**GIVEN TASK:**
State how many lines of the records contain the string "stripe". Give only the number.

— start of DATA SHOWN —

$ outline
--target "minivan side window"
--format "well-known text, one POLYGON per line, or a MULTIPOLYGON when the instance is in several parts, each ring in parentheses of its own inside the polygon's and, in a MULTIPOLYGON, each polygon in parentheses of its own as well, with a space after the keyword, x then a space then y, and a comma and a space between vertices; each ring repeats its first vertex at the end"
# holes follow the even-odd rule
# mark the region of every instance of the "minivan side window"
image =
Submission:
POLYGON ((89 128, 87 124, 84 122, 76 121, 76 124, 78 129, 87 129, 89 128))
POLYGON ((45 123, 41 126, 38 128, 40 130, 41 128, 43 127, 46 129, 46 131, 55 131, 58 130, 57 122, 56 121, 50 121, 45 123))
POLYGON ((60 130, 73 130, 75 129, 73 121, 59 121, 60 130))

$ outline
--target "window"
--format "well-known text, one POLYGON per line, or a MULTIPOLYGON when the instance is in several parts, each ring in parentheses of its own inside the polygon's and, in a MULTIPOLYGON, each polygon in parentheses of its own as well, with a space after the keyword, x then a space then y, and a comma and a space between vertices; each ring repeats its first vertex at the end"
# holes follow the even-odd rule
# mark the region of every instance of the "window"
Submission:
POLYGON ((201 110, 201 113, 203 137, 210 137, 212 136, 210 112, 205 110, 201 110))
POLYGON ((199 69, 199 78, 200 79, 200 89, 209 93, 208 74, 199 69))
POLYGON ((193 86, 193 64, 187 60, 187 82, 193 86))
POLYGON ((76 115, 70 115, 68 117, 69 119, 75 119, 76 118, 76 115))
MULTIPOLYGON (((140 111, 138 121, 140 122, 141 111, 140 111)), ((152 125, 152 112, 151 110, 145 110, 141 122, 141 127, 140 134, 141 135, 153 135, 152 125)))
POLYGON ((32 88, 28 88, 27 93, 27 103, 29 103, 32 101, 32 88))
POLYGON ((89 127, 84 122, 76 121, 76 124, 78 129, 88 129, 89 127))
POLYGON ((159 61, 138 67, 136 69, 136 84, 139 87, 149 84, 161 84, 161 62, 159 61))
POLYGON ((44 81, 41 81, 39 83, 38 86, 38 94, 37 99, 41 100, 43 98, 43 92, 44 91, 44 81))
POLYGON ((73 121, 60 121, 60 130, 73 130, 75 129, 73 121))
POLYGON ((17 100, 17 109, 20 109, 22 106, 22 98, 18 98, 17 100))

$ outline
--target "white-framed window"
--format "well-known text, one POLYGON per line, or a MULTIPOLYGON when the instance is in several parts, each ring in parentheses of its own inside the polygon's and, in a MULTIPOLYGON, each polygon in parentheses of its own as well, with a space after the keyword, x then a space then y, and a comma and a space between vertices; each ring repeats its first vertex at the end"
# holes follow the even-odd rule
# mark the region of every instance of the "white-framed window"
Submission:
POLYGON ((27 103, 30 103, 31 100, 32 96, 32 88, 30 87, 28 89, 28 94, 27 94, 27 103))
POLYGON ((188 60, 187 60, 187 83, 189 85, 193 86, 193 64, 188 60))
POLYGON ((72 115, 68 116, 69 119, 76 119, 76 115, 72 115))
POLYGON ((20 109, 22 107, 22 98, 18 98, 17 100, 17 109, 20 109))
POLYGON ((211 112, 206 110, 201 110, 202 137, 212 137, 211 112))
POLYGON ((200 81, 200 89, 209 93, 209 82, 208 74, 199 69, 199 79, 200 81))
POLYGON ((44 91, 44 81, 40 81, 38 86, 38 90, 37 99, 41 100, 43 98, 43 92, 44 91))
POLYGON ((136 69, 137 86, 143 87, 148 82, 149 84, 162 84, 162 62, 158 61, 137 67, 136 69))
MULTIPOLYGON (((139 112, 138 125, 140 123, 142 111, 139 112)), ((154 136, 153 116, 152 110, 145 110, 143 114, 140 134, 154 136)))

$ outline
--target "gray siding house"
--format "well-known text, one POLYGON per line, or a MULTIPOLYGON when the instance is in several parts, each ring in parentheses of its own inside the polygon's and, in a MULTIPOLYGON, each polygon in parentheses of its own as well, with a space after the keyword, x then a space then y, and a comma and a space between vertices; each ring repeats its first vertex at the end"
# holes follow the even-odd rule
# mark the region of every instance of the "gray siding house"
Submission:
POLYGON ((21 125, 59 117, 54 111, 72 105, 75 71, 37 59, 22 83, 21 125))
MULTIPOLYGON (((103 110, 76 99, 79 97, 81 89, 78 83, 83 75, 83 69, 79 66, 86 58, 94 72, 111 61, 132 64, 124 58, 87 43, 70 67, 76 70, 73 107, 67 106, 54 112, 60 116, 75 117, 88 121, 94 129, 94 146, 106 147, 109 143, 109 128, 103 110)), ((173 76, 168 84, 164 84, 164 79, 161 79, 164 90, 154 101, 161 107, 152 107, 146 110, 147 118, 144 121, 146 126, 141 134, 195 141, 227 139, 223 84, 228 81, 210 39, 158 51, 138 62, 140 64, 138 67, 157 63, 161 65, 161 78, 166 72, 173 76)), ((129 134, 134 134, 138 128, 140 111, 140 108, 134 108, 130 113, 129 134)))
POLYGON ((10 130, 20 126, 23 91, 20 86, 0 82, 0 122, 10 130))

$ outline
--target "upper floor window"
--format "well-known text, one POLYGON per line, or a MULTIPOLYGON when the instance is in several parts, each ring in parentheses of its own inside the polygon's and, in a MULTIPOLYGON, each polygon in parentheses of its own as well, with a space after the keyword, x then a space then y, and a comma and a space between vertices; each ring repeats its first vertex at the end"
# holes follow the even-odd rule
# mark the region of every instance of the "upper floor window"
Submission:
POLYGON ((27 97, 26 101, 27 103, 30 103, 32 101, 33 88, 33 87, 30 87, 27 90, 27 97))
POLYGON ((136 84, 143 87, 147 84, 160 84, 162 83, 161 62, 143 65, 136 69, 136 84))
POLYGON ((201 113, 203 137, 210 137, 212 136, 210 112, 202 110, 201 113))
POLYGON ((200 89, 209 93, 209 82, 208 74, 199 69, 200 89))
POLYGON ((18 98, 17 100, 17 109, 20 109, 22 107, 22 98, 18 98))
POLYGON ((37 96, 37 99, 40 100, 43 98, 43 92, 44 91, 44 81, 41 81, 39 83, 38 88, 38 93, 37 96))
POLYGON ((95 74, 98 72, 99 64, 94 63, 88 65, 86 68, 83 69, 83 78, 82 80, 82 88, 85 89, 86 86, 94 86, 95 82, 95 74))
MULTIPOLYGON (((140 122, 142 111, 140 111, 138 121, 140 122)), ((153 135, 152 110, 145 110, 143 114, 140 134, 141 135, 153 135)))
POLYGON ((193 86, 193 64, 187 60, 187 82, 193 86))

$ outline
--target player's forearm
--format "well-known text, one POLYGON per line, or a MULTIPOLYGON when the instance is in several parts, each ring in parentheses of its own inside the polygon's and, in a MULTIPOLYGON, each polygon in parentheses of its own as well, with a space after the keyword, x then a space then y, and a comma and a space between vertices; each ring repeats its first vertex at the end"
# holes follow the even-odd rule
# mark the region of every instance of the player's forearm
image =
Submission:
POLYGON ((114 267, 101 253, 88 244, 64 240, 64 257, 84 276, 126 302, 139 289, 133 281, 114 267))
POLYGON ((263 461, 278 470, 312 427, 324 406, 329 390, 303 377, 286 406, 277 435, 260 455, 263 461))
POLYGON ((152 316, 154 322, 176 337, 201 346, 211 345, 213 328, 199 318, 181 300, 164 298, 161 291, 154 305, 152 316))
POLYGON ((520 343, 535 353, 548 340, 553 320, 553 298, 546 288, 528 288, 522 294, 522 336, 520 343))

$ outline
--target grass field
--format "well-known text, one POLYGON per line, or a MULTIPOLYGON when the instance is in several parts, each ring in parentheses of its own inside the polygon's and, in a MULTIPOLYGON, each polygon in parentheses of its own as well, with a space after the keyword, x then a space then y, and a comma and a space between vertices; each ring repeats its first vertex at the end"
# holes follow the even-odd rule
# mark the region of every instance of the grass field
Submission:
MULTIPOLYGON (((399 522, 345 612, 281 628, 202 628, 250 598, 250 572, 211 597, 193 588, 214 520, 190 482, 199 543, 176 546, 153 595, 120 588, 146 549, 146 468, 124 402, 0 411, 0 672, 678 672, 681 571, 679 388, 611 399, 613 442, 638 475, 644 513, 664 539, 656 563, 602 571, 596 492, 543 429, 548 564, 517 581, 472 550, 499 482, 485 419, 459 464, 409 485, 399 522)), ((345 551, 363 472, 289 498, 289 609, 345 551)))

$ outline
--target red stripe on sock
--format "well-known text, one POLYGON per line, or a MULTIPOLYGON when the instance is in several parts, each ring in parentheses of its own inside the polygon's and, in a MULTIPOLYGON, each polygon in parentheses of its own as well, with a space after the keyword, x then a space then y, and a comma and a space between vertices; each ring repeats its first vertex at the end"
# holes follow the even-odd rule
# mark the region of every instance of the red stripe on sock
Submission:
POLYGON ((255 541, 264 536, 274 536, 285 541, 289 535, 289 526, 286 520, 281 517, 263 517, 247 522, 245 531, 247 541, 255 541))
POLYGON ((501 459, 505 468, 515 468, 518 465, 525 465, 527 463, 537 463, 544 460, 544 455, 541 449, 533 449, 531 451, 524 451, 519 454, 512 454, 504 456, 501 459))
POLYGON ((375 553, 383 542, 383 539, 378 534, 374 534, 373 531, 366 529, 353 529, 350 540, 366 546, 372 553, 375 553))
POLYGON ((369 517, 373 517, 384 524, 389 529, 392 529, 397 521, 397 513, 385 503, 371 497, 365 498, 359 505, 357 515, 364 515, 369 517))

— end of DATA SHOWN —

**REPLY TO THE TASK:**
2